═══ Records provided ═══

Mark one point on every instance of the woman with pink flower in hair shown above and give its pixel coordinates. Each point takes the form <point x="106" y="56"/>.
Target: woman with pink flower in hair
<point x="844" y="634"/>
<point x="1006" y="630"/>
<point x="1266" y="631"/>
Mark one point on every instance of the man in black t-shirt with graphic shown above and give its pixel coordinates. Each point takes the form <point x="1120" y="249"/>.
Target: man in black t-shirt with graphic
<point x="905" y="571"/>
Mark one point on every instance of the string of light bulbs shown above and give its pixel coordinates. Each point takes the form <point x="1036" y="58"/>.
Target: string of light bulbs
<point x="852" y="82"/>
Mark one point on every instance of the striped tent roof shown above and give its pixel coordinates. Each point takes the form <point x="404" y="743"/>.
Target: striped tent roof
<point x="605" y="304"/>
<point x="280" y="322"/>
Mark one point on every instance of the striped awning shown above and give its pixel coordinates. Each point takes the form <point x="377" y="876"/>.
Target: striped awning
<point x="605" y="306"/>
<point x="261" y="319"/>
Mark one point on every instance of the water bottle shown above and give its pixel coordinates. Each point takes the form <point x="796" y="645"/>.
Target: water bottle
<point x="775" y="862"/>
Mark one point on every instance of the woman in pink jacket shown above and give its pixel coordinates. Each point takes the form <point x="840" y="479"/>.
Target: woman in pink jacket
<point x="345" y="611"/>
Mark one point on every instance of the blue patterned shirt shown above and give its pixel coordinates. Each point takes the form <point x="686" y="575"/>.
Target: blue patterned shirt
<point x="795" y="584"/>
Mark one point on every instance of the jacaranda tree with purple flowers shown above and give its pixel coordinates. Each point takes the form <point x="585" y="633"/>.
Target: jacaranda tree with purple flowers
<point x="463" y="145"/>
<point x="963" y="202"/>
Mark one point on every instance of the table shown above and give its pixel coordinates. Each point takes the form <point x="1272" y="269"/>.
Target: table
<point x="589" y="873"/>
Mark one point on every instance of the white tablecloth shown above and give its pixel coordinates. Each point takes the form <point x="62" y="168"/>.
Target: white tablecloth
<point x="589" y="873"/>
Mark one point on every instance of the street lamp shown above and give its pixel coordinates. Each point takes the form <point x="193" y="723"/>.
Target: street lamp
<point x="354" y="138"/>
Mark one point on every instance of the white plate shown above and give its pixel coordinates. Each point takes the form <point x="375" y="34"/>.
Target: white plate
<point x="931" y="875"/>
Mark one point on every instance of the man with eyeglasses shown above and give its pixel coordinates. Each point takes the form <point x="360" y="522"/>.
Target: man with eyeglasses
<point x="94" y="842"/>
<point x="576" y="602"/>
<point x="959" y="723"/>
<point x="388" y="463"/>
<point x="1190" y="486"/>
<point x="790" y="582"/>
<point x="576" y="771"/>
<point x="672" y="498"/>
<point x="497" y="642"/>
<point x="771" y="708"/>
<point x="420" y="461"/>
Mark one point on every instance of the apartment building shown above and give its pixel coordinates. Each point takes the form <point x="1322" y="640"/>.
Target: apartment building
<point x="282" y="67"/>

═══

*Task brief*
Please retype the data from the line containing "Mark one point on every instance of the apartment" through the end of the data, unchanged.

*Exercise result*
Mark one point on every instance of the apartment building shown above and give its pixel coordinates. Each point takes the form <point x="1322" y="640"/>.
Target: apartment building
<point x="282" y="67"/>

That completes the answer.